Set exercise 1: Pick out every line of the rows that contains the string "brown", treating uppercase and lowercase as distinct.

** Start Page **

Saturday, March 04, 2006 | By: Dusty Taylor

All I wanted was a friggin Pizza.

Its been tough lately at my humble abode..the ball and chain has found out he DOES have something wrong w/him..jesus, if you look long enough WE all got something wrong w/us!

He's got a nice lil arterial blockage..comes from living a life of excess I think..but hell, don't most of us eat,drink and smoke too much? And not exercise enough..or in some cases,like his..at all?

Doc #2 wants to do an angiogram..I said great, when ya getting it..

The b&c said he wasn't..I asked if perhaps he had a death wish or was just tired of my shit and wanted to see what the other side was like.

Fast forward to this evening..its fucking raining..real rain, not the drizzle shit we usually get. I worked a long day into evening. I was tired, my joints hurt like hell from the cold and damp. I was gonna get my usual for dinner..a take and bake pizza..damn if they werent out of them at the local grocery store I was working in..no big I will go two doors down to Pizza-Hut....big fucking mistake sportsfans..big..huge..sad.

At 9:30 pm I finished up the store and walked over IN THE RAIN to Pizza hut. I didn't realize that a business could be run by 18 year olds..rude, snotty 18 year olds. They must figure they have a captive fucking bunch of consumers to risk pissing off people with these dipshits running the franchise on a friday night.

** End Page **

Set exercise 2: List the three activities that, according to the blog post, most people do too much.

** Start Input data **

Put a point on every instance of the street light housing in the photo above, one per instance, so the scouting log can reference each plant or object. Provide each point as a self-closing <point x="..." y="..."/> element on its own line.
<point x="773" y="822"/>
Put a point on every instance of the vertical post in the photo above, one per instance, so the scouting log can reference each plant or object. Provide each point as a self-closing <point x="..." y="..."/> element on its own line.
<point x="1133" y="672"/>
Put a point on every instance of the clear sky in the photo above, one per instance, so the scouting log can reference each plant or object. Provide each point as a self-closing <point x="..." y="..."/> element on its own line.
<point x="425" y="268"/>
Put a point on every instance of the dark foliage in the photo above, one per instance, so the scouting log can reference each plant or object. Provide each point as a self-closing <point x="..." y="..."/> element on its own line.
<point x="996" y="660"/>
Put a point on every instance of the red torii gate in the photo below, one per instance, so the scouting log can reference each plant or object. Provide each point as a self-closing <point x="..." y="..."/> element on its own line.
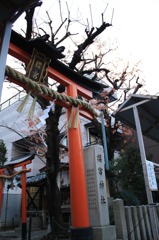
<point x="23" y="172"/>
<point x="79" y="205"/>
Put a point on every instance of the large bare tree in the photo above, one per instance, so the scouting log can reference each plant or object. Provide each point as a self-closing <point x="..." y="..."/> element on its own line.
<point x="80" y="63"/>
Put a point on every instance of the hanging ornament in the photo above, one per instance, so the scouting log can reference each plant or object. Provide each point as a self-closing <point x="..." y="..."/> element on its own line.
<point x="36" y="71"/>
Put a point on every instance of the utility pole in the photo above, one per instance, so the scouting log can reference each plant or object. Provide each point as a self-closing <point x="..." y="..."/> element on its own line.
<point x="143" y="160"/>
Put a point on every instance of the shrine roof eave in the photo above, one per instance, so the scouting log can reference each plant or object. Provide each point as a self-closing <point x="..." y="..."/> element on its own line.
<point x="11" y="10"/>
<point x="20" y="160"/>
<point x="84" y="82"/>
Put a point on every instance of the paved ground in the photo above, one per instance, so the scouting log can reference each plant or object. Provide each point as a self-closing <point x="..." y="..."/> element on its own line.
<point x="16" y="235"/>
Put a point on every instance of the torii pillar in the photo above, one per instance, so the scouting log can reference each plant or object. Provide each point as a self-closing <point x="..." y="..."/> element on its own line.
<point x="79" y="204"/>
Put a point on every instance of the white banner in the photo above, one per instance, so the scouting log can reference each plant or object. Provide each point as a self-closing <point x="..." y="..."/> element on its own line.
<point x="151" y="176"/>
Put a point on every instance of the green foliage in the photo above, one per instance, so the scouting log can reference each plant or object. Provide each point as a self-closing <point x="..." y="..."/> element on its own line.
<point x="3" y="152"/>
<point x="129" y="181"/>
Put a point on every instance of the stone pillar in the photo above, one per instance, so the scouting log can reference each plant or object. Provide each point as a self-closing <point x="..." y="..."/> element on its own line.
<point x="97" y="194"/>
<point x="120" y="221"/>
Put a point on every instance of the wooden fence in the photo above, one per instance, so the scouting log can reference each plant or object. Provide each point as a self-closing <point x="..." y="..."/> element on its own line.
<point x="133" y="222"/>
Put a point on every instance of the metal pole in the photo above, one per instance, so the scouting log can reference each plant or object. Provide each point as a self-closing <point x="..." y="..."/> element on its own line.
<point x="143" y="160"/>
<point x="5" y="40"/>
<point x="105" y="144"/>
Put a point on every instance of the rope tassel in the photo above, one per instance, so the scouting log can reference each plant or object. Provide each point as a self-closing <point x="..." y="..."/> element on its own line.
<point x="70" y="122"/>
<point x="22" y="104"/>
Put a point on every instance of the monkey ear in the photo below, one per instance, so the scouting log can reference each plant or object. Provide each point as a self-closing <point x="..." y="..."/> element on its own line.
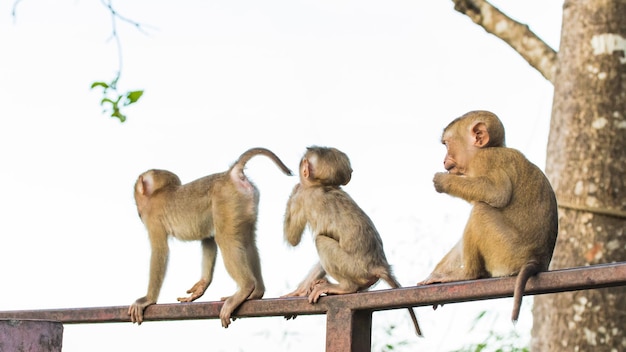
<point x="480" y="135"/>
<point x="145" y="186"/>
<point x="305" y="168"/>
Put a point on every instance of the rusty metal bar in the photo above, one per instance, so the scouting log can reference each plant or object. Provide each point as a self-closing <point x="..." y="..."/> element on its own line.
<point x="582" y="278"/>
<point x="349" y="317"/>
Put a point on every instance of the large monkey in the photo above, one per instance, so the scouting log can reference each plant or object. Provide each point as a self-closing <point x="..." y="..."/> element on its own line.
<point x="349" y="247"/>
<point x="513" y="225"/>
<point x="218" y="210"/>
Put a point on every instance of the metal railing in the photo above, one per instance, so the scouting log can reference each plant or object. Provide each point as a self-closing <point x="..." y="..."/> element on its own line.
<point x="349" y="317"/>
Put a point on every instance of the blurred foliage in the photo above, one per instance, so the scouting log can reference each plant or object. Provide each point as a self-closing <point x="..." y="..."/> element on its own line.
<point x="392" y="342"/>
<point x="113" y="101"/>
<point x="496" y="341"/>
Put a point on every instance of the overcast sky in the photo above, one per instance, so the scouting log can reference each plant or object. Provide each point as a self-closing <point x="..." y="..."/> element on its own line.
<point x="378" y="80"/>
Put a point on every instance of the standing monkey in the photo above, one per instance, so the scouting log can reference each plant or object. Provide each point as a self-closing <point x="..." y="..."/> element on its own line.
<point x="218" y="210"/>
<point x="513" y="225"/>
<point x="348" y="245"/>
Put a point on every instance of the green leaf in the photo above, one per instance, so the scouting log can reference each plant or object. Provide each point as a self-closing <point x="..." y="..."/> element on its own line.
<point x="106" y="100"/>
<point x="119" y="115"/>
<point x="133" y="96"/>
<point x="99" y="84"/>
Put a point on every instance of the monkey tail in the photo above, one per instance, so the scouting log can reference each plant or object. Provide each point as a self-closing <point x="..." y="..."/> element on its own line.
<point x="391" y="281"/>
<point x="250" y="153"/>
<point x="529" y="269"/>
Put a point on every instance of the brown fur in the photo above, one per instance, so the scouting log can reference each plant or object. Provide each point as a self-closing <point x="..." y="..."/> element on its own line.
<point x="349" y="247"/>
<point x="513" y="224"/>
<point x="218" y="210"/>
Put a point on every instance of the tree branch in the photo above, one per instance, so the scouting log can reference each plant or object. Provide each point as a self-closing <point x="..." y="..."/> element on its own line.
<point x="534" y="50"/>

** End Input data **

Right answer 1:
Put a point on every instance of the brown fur in the photo above, one per instance, so the scouting log can reference each plant or object. Provide each point as a self-closing <point x="..." y="..."/> element on its own line.

Right answer 2: Eat, drink, smoke